— start —

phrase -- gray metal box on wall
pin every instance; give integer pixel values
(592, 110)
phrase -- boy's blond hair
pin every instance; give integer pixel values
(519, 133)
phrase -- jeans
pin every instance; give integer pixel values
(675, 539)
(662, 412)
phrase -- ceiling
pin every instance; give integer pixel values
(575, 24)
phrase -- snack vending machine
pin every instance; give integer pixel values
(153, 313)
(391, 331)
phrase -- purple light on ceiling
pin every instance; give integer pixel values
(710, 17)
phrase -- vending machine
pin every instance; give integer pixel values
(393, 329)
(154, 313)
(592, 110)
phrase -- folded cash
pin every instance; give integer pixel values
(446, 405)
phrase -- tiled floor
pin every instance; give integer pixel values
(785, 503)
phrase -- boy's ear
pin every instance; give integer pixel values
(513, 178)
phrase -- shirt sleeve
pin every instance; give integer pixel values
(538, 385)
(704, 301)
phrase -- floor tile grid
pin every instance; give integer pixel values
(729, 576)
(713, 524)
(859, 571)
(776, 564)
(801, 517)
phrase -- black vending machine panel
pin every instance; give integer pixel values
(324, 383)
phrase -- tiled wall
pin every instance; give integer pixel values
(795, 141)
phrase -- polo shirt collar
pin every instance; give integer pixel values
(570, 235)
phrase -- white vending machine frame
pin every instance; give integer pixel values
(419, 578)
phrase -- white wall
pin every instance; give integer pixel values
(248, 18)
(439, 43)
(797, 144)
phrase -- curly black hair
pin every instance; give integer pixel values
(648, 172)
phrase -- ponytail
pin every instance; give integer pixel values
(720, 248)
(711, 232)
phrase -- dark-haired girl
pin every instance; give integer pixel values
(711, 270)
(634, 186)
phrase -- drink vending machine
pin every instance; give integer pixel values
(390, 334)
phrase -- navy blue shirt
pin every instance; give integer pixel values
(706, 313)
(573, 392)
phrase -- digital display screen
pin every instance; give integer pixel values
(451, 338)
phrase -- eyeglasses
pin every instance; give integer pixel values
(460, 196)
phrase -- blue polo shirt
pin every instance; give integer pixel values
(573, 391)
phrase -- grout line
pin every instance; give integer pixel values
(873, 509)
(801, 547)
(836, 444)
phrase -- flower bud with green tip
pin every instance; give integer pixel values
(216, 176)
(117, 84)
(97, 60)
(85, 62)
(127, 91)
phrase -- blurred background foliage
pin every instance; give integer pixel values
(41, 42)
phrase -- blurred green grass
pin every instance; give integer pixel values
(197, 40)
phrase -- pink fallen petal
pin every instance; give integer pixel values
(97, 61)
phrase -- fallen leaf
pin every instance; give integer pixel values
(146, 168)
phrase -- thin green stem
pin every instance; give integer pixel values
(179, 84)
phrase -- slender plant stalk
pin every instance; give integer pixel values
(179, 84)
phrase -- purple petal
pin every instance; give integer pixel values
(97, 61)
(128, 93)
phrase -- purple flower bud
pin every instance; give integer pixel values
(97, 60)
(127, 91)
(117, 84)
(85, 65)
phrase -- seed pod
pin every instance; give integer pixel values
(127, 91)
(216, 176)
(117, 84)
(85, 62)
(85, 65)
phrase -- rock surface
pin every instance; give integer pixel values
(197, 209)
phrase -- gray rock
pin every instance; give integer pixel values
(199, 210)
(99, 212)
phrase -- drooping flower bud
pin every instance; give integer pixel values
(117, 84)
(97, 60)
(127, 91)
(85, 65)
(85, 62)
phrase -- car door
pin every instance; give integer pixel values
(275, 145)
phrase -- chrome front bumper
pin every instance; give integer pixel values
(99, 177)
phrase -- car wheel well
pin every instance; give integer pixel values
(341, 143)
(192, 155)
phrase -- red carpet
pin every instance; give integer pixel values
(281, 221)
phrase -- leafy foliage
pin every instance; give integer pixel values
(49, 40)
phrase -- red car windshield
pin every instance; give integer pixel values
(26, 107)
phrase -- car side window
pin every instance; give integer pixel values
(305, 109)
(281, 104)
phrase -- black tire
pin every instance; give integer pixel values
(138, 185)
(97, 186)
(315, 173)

— end —

### Task to complete
Make an exact copy of the records.

### Written answer
phrase -- gray metal box on wall
pin every instance; give integer pixel values
(592, 110)
phrase -- boy's blond hair
pin every instance; give integer pixel values
(519, 133)
phrase -- jeans
pin every instance; give integer pixel values
(675, 539)
(662, 412)
phrase -- ceiling
pin every instance; give integer pixel values
(575, 24)
phrase -- snack vending machine
pin every instance; give integer pixel values
(153, 313)
(391, 331)
phrase -- purple light on ceiling
pin every instance; give integer pixel values
(710, 17)
phrase -- vending machine
pin every instance; give integer pixel values
(393, 329)
(154, 313)
(592, 110)
phrase -- folded cash
pin every instance; give integer pixel values
(446, 405)
phrase -- tiled floor
pin every instance; give integer pixel values
(785, 503)
phrase -- boy's ear
pin every instance; give integer pixel values
(513, 178)
phrase -- shirt sleeve
pin every instance; give integer pixel values
(538, 385)
(704, 301)
phrase -- floor tile grid
pin every instance; give integer pixel values
(729, 576)
(713, 524)
(859, 571)
(776, 564)
(801, 517)
phrase -- black vending machine panel
pin every instance; give integer pixel values
(324, 383)
phrase -- tiled wall
pin every instance; give integer pixel values
(795, 141)
phrase -- polo shirt collar
pin every instance; give integer pixel values
(570, 235)
phrase -- white vending machine frame
pin every instance; give integer pixel values
(419, 578)
phrase -- white wall
pin every instance; give integer pixel values
(248, 18)
(439, 43)
(797, 144)
phrase -- curly black hair
pin every instance; give integer pixel values
(648, 172)
phrase -- ponytail
pin every instance; give integer pixel values
(720, 248)
(711, 232)
phrase -- dark-haired girl
pin every instance; give integer pixel values
(711, 270)
(634, 186)
phrase -- drink vending machine
pin every instance; give integer pixel values
(390, 334)
phrase -- navy blue shirt
pin every instance; give integer pixel values
(706, 313)
(573, 392)
phrase -- digital display screen
pin every instance; give integer pixel values
(451, 338)
phrase -- eyeglasses
pin every instance; give integer pixel values
(460, 196)
phrase -- blue polo shirt
pin every instance; give integer pixel values
(573, 391)
phrase -- grout line
pin every instance; give integer pixel values
(873, 509)
(801, 547)
(836, 444)
phrase -- flower bud with green tip
pin every instance; give integer pixel values
(216, 176)
(117, 84)
(97, 60)
(85, 62)
(127, 91)
phrase -- blurred background foliage
pin every instance; give integer pixel values
(41, 42)
phrase -- blurred green grass
pin every instance; give integer pixel values
(197, 40)
phrase -- pink fallen petal
pin every instance; give integer pixel values
(97, 61)
phrase -- fallen leaf
pin every instance; give integer pixel values
(146, 168)
phrase -- thin green stem
pin every instance; give integer pixel values
(179, 84)
phrase -- slender plant stalk
pin every instance; give integer pixel values
(179, 84)
phrase -- purple petal
pin every instance; give integer pixel values
(97, 61)
(128, 93)
phrase -- purple flower bud
pin every instance; give integer pixel values
(97, 60)
(127, 91)
(117, 84)
(85, 65)
phrase -- seed pod
pin every instance; give integer pixel values
(127, 91)
(216, 176)
(117, 84)
(85, 62)
(85, 65)
phrase -- rock surface
pin every instance; give integer pixel values
(197, 209)
phrase -- gray rock
pin every instance; give integer pixel values
(199, 210)
(99, 212)
phrase -- drooping flower bud
pin every instance; give integer pixel values
(117, 84)
(97, 60)
(127, 91)
(85, 65)
(85, 62)
phrase -- car door
pin every instance; give integer pixel values
(275, 145)
phrase -- chrome front bumper
pin every instance; give integer pixel values
(99, 177)
phrase -- car wheel well
pin every instance; give integer pixel values
(341, 143)
(192, 155)
phrase -- red carpet
pin every instance; give integer pixel values
(281, 221)
phrase -- leafy foliage
pin every instance; give integer pixel values
(49, 40)
phrase -- red car windshield
pin every instance; give integer pixel values
(26, 107)
phrase -- car side window
pin every instance; give integer pixel values
(305, 109)
(281, 104)
phrase -- black tire
pin every instance; give integer pixel values
(138, 185)
(97, 186)
(315, 173)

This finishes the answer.